By 1997, the car was dead, a gorgeous anomaly from a company that couldn’t convince American buyers to spend $29,000 on a flat-six grand tourer wearing the same badge as the Justy.

John Phillips, writing in the March/April 2026 issue of Car and Driver, resurrects the 1992–97 SVX in the latest installment of his “Best Odds” series, a column dedicated to cars that were neither the prettiest, quickest, nor most expensive — but were willfully peculiar and intractably idiosyncratic. The SVX qualified on every count.

Styled by Giorgetto Giugiaro’s Italdesign — at considerable expense to a company not exactly swimming in image capital — the SVX carried a design trick that became its calling card and, arguably, its curse. The side doors were too long and shallow to accept the sweeping glass Giugiaro envisioned, so his team inserted a smaller, operable window within a larger, fixed pane. The result was a greenhouse that curved into the roofline, creating what one Car and Driver editor called “a bright and joyful workplace.”

Toll collectors grinned. Everyone else called it the Batmobile.

Under the skin, the SVX ran a 3.3-liter flat-six producing 230 horsepower — the precursor to the last boxer six Subaru would offer until the 2019 Ascent era. At 3,614 pounds, it was no drag strip terror. The sprint to 60 took 7.6 seconds.

But the car’s real talent was swallowing interstate miles at 80 mph with the engine loafing at 2,700 rpm. Phillips once picked one up in New Jersey after lunch and drove it to Ann Arbor without quite meaning to.

The 4EAT automatic transmission used a clutch pack to split torque between the axles, technology that was ahead of its price point. Car and Driver’s long-term test covered 30,000 miles, including a memorable ice-traction exercise where Phillips watched the SVX hurtle backward at 60 mph with the throttle still cracked open. After all of it, the car was rattle-free, “as if built from a submarine’s hull.”

▶ _DIRECTIONS_:
A – How much horsepower did the SVX's 3.3-liter flat-six produce, according to the passage on the Subaru SVX?
B – Copy the passage on the Subaru SVX word for word between "Styled by Giorgetto" and "it the Batmobile.", inclusive.

(Collected data entries)
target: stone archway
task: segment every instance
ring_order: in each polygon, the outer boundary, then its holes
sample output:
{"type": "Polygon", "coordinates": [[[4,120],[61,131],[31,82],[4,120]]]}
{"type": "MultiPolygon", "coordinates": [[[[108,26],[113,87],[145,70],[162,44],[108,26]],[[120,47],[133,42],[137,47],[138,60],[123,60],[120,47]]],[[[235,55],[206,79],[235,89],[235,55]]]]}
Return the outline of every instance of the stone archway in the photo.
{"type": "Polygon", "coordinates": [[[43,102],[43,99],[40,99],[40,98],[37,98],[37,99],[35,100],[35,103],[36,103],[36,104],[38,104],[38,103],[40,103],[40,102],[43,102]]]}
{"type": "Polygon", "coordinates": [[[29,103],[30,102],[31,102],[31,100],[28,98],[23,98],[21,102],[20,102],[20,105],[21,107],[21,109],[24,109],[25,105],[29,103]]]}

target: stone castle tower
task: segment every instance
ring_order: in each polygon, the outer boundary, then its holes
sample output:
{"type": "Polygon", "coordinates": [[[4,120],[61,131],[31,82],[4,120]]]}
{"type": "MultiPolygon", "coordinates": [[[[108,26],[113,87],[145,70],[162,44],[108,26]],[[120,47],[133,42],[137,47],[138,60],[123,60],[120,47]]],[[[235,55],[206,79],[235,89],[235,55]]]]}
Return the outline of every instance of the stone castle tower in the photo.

▶ _RESPONSES PER TASK_:
A – 230 horsepower.

B –
Styled by Giorgetto Giugiaro’s Italdesign — at considerable expense to a company not exactly swimming in image capital — the SVX carried a design trick that became its calling card and, arguably, its curse. The side doors were too long and shallow to accept the sweeping glass Giugiaro envisioned, so his team inserted a smaller, operable window within a larger, fixed pane. The result was a greenhouse that curved into the roofline, creating what one Car and Driver editor called “a bright and joyful workplace.”

Toll collectors grinned. Everyone else called it the Batmobile.